**DOCUMENT EXCERPT:**
Unable to create TX buffer recovery queue
Joel Sherrill
joel.sherrill at oarcorp.com
Fri Jun 8 16:32:14 UTC 2007
Daron Chabot wrote:
> On Thu, 2007-06-07 at 17:24 -0700, Amalaye Oyake wrote:
>
>> Hello Daron,
>>
>> Something fishy is still going on ...
>>
>> Yes I changed MANAGERS=all (not in the stuff I sent)
>> I put an fflush(stdout) after the line that says printf("\nhost?"); and that
>> prompt started showing up ...
>>
>> I enter a host and it says Host information not available. I looked at the
>> network config file and do I need to set the task priority, mbuf and mbuf
>> cluster capacity? They are all set to 0.
>>
>
> By specifying a network task priority, mbuf, and mbuf cluster size of
> zero you are telling RTEMS to use the default values.
>
>
>> >From rtems_bsdnet.h:
>>
>
> struct rtems_bsdnet_config {
> /*
> * This entry points to the head of the ifconfig chain.
> */
> struct rtems_bsdnet_ifconfig *ifconfig;
>
> /*
> * This entry should be rtems_bsdnet_do_bootp if BOOTP
> * is being used to configure the network, and NULL
> * if BOOTP is not being used.
> */
> void (*bootp)(void);
>
> /*
> * The remaining items can be initialized to 0, in
> * which case the default value will be used.

**DATA PROVIDED:**
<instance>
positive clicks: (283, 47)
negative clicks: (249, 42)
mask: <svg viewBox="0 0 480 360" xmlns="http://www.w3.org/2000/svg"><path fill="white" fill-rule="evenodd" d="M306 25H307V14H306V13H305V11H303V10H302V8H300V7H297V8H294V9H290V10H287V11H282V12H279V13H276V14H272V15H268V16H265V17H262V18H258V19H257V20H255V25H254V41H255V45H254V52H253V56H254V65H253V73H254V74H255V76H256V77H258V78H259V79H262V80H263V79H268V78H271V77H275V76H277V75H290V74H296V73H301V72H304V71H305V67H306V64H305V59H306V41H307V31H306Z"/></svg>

**REQUIRED WORK:** In the message about the TX buffer recovery queue, what does setting the network task priority, mbuf, and mbuf cluster size to zero tell RTEMS to do?

**RESULT OF THIS EXERCISE:** It tells RTEMS to use the default values.